» **Your objective**
Because the entries hold pictures, reproduce only their words, exactly as written.

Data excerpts
*****

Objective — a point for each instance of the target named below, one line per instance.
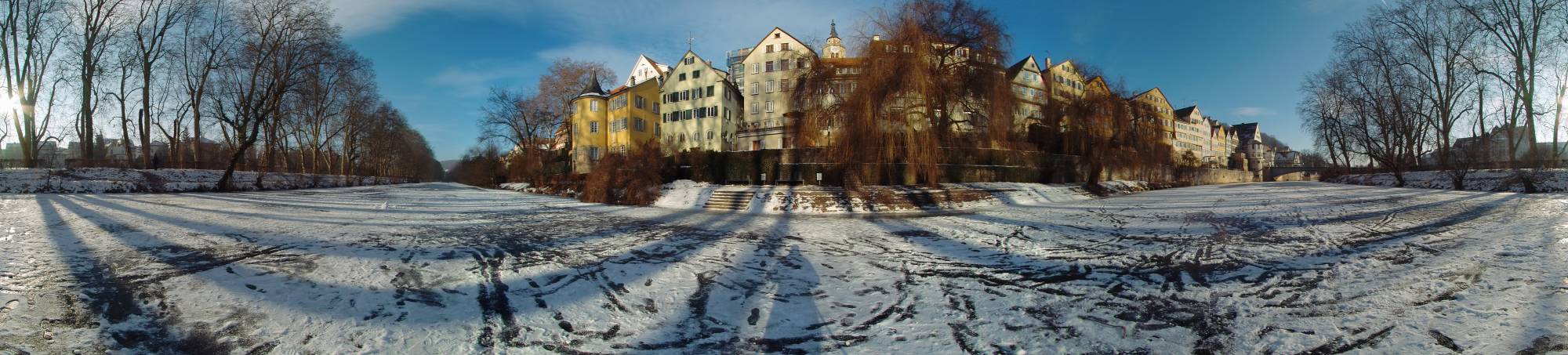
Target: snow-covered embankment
(122, 181)
(1476, 181)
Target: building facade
(771, 73)
(700, 107)
(1191, 132)
(617, 121)
(1029, 85)
(1163, 115)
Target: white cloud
(371, 16)
(476, 78)
(1250, 112)
(615, 57)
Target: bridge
(1293, 173)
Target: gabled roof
(593, 87)
(1022, 65)
(661, 70)
(697, 60)
(1098, 82)
(1065, 63)
(786, 34)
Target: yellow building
(617, 121)
(590, 118)
(1067, 82)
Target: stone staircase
(728, 200)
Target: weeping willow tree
(927, 92)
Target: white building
(700, 109)
(769, 74)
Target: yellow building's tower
(590, 126)
(633, 117)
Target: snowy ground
(1476, 181)
(1276, 267)
(120, 181)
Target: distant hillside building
(1192, 131)
(1029, 85)
(1164, 118)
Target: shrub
(631, 178)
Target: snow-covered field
(1274, 267)
(118, 179)
(837, 201)
(1476, 181)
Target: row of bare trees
(1415, 78)
(238, 84)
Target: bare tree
(1437, 45)
(153, 23)
(98, 24)
(201, 51)
(278, 42)
(935, 82)
(1519, 32)
(29, 37)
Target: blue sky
(1241, 62)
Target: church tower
(835, 48)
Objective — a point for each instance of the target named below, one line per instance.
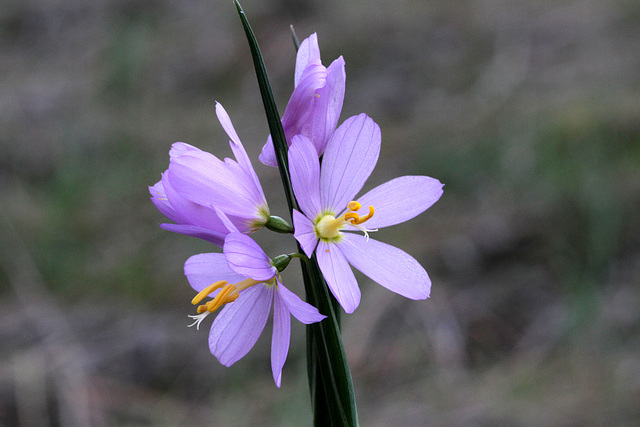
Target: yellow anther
(224, 296)
(360, 219)
(206, 291)
(354, 206)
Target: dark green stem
(330, 383)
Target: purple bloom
(316, 102)
(245, 279)
(326, 198)
(197, 182)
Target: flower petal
(280, 338)
(204, 269)
(308, 53)
(349, 159)
(206, 180)
(268, 155)
(304, 312)
(246, 257)
(400, 199)
(304, 233)
(239, 324)
(328, 105)
(238, 149)
(190, 212)
(214, 237)
(338, 275)
(387, 265)
(304, 167)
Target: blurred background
(528, 111)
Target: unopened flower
(331, 213)
(315, 105)
(197, 182)
(246, 282)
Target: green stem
(330, 382)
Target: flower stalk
(331, 387)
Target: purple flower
(197, 182)
(326, 196)
(316, 102)
(245, 279)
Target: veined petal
(204, 269)
(401, 199)
(179, 148)
(299, 110)
(204, 179)
(338, 275)
(190, 212)
(304, 232)
(247, 258)
(280, 338)
(268, 155)
(349, 159)
(304, 167)
(236, 146)
(239, 324)
(308, 53)
(227, 125)
(160, 200)
(328, 105)
(304, 312)
(214, 237)
(387, 265)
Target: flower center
(229, 292)
(328, 227)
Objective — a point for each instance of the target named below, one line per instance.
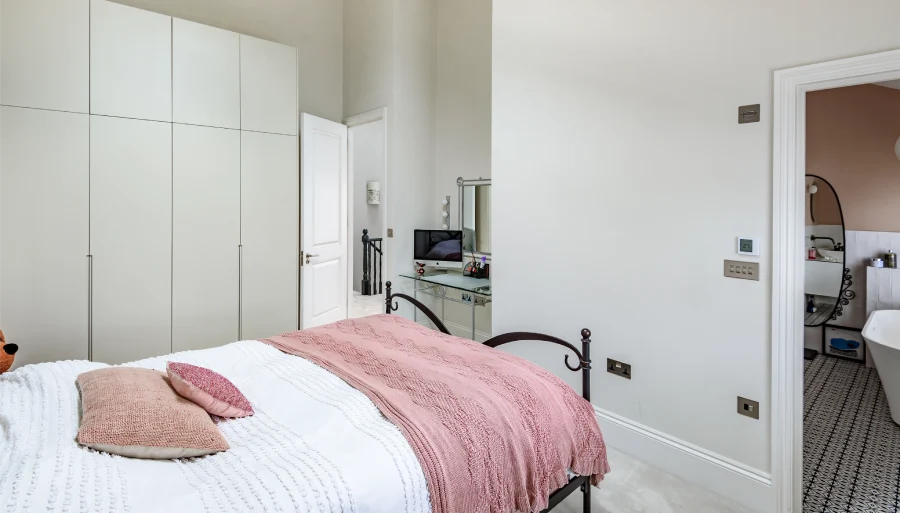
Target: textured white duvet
(315, 445)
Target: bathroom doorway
(835, 446)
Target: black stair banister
(373, 258)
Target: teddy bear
(7, 353)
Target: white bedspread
(315, 445)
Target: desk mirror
(475, 215)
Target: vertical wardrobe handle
(91, 307)
(240, 291)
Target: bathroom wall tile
(884, 287)
(895, 288)
(861, 247)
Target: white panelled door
(323, 234)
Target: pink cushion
(135, 412)
(211, 390)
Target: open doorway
(367, 150)
(836, 445)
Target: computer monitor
(438, 248)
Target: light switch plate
(748, 114)
(748, 407)
(742, 270)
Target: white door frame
(357, 120)
(788, 186)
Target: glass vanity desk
(436, 285)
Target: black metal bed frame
(584, 365)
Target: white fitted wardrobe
(149, 183)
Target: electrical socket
(742, 270)
(618, 368)
(748, 407)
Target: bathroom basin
(836, 255)
(882, 333)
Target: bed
(315, 444)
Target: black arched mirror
(827, 277)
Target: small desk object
(436, 285)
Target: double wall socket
(742, 270)
(618, 368)
(748, 408)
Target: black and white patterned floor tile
(851, 447)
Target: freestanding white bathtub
(882, 333)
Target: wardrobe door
(44, 229)
(268, 86)
(131, 238)
(270, 211)
(206, 75)
(44, 54)
(131, 62)
(206, 235)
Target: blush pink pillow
(210, 390)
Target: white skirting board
(730, 479)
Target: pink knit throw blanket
(494, 433)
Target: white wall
(463, 126)
(619, 119)
(368, 165)
(390, 53)
(314, 27)
(463, 130)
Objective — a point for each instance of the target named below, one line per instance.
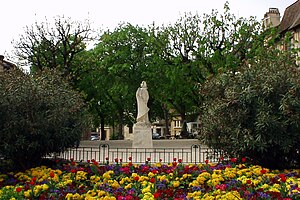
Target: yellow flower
(45, 187)
(27, 193)
(146, 189)
(176, 183)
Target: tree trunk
(102, 124)
(120, 131)
(166, 113)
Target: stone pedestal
(142, 136)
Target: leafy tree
(53, 46)
(39, 115)
(255, 112)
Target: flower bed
(127, 181)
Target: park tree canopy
(39, 114)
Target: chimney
(271, 18)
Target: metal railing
(103, 154)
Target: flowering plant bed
(70, 180)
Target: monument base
(142, 136)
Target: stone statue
(142, 98)
(142, 136)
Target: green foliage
(39, 114)
(256, 112)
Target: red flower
(51, 174)
(282, 177)
(152, 180)
(95, 163)
(156, 195)
(263, 171)
(18, 189)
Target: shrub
(39, 114)
(256, 112)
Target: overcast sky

*****

» **Reply to the task**
Objective — a point for each instance of the target named below, one line per instance.
Target: snow-covered embankment
(122, 181)
(1476, 181)
Target: building facade
(771, 73)
(700, 107)
(1191, 132)
(617, 121)
(1029, 85)
(1163, 115)
Target: white cloud
(371, 16)
(476, 78)
(1250, 112)
(615, 57)
Target: bridge
(1293, 173)
Target: gabled roof
(593, 87)
(1022, 65)
(661, 70)
(697, 60)
(1098, 82)
(1065, 63)
(786, 34)
Target: yellow building
(617, 121)
(590, 118)
(1067, 82)
Target: stone staircase
(728, 200)
Target: weeping willow tree
(927, 92)
Target: white building
(700, 109)
(769, 74)
Target: yellow building's tower
(590, 126)
(633, 117)
Target: snowy ground
(1476, 181)
(1276, 267)
(120, 181)
Target: distant hillside building
(1192, 131)
(1029, 85)
(1164, 118)
Target: shrub
(631, 178)
Target: snow-covered field
(1274, 267)
(118, 179)
(837, 201)
(1476, 181)
Target: row of bare trees
(1415, 78)
(238, 84)
Target: bare tree
(1437, 45)
(153, 23)
(98, 24)
(201, 51)
(278, 42)
(935, 82)
(1519, 32)
(29, 37)
Target: blue sky
(1241, 62)
Target: church tower
(835, 48)
Objective — a point for each instance of the target named below, one line per instance.
Target: yellow anther
(224, 296)
(360, 219)
(206, 291)
(354, 206)
Target: dark green stem
(330, 383)
Target: purple bloom
(316, 102)
(245, 279)
(326, 198)
(197, 182)
Target: flower petal
(280, 338)
(204, 269)
(308, 53)
(349, 159)
(206, 180)
(268, 155)
(304, 312)
(246, 257)
(400, 199)
(304, 233)
(239, 324)
(328, 105)
(238, 149)
(190, 212)
(214, 237)
(338, 275)
(387, 265)
(304, 167)
Target: blurred background
(528, 111)
Target: unopened flower
(331, 213)
(315, 105)
(197, 182)
(246, 282)
Target: green stem
(330, 382)
Target: flower stalk
(331, 387)
Target: purple flower
(197, 182)
(326, 196)
(316, 102)
(245, 279)
Target: veined petal
(204, 269)
(401, 199)
(179, 148)
(299, 110)
(204, 179)
(338, 275)
(190, 212)
(304, 232)
(247, 258)
(280, 338)
(268, 155)
(349, 159)
(304, 167)
(236, 146)
(239, 324)
(308, 53)
(227, 125)
(160, 200)
(328, 105)
(304, 312)
(214, 237)
(387, 265)
Target: flower center
(229, 292)
(328, 227)
Objective — a point for each instance of the target named below, one line per instance.
Target: textured white duvet
(315, 445)
Target: bathroom doorway
(835, 446)
Target: black stair banister
(373, 258)
Target: teddy bear
(7, 353)
Target: white bedspread
(315, 445)
Target: desk mirror
(475, 215)
Target: vertical wardrobe handle
(91, 307)
(240, 291)
Target: bathroom wall tile
(884, 287)
(895, 288)
(861, 247)
Target: white panelled door
(323, 234)
Target: pink cushion
(135, 412)
(211, 390)
Target: open doorway
(367, 150)
(836, 445)
Target: computer monitor
(438, 248)
Target: light switch plate
(748, 114)
(748, 407)
(742, 270)
Target: white door frame
(357, 120)
(788, 186)
Target: glass vanity desk
(436, 285)
Target: black metal bed frame
(584, 365)
Target: white fitted wardrobe
(149, 183)
Target: electrical socket
(742, 270)
(618, 368)
(748, 407)
Target: bathroom basin
(836, 255)
(882, 333)
Target: bed
(315, 444)
Target: black arched mirror
(827, 277)
Target: small desk object
(436, 285)
Target: double wall socket
(742, 270)
(618, 368)
(748, 408)
Target: black and white patterned floor tile
(851, 447)
Target: freestanding white bathtub
(882, 333)
Target: wardrobe door
(44, 229)
(268, 86)
(131, 238)
(270, 211)
(206, 75)
(44, 54)
(131, 62)
(206, 235)
Target: blush pink pillow
(210, 390)
Target: white skirting board
(730, 479)
Target: pink knit throw blanket
(494, 433)
Target: white wall
(463, 126)
(619, 119)
(368, 165)
(390, 53)
(314, 27)
(463, 130)
Objective — a point for each instance of the target named below, one line per instance.
Target: yellow flower
(45, 187)
(27, 193)
(146, 189)
(176, 183)
Target: tree trunk
(102, 124)
(120, 131)
(166, 113)
Target: stone pedestal
(142, 136)
Target: leafy tree
(53, 46)
(39, 115)
(255, 112)
Target: flower bed
(127, 181)
Target: park tree canopy
(39, 114)
Target: chimney
(271, 18)
Target: metal railing
(103, 154)
Target: flowering plant bed
(70, 180)
Target: monument base
(142, 136)
Target: stone statue
(142, 98)
(142, 136)
Target: green foliage
(39, 114)
(256, 112)
Target: red flower
(51, 174)
(282, 177)
(152, 180)
(95, 163)
(156, 195)
(263, 171)
(18, 189)
Target: shrub
(39, 114)
(256, 112)
Target: overcast sky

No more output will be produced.